Pick out the lines below with "grass" and list them.

**Recorded data**
****************************************
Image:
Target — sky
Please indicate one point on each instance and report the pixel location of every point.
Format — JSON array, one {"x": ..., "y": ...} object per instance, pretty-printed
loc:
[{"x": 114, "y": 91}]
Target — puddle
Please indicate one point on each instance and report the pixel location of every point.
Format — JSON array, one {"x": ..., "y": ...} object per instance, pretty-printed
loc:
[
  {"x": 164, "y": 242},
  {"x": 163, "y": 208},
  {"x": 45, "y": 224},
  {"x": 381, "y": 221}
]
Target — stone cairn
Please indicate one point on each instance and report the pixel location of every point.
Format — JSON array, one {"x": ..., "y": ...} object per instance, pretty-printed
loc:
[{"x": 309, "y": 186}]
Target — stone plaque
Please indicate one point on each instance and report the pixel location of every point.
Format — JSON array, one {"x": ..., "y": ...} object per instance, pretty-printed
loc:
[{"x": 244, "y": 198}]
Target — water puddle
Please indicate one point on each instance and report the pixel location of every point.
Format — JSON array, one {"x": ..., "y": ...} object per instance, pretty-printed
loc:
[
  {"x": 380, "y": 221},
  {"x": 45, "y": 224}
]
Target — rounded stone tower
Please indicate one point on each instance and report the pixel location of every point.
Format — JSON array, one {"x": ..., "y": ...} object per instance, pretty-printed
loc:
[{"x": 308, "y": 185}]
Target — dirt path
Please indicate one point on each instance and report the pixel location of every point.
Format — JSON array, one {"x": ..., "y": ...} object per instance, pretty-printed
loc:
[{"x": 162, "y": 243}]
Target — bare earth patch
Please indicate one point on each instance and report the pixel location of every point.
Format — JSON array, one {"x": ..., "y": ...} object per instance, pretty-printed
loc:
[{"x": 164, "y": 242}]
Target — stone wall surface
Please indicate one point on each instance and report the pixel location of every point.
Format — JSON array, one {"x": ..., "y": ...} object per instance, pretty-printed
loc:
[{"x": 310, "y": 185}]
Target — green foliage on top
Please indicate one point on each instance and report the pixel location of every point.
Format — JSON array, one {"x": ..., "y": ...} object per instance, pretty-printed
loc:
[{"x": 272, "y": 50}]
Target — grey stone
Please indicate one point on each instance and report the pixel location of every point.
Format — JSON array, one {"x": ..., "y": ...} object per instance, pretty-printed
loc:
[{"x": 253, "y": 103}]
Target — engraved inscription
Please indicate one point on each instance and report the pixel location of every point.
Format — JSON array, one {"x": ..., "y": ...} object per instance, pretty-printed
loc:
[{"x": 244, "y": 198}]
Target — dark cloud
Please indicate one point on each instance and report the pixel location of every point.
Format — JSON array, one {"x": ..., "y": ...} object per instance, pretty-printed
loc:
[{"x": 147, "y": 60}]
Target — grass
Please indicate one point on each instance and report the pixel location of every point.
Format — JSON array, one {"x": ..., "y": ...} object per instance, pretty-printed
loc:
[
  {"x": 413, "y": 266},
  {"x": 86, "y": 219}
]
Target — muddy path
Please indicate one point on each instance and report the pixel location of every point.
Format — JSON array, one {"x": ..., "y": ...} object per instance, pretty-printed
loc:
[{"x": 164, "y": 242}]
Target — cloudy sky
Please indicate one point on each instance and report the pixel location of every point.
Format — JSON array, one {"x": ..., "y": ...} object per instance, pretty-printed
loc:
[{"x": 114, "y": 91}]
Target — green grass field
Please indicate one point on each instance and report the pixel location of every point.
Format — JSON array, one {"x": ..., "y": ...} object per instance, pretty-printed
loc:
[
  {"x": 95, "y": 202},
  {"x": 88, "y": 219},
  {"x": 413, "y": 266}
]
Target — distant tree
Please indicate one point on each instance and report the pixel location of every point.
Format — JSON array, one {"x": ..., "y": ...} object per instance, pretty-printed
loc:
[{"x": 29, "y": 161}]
****************************************
**Output of the task**
Target — grass
Target — green grass field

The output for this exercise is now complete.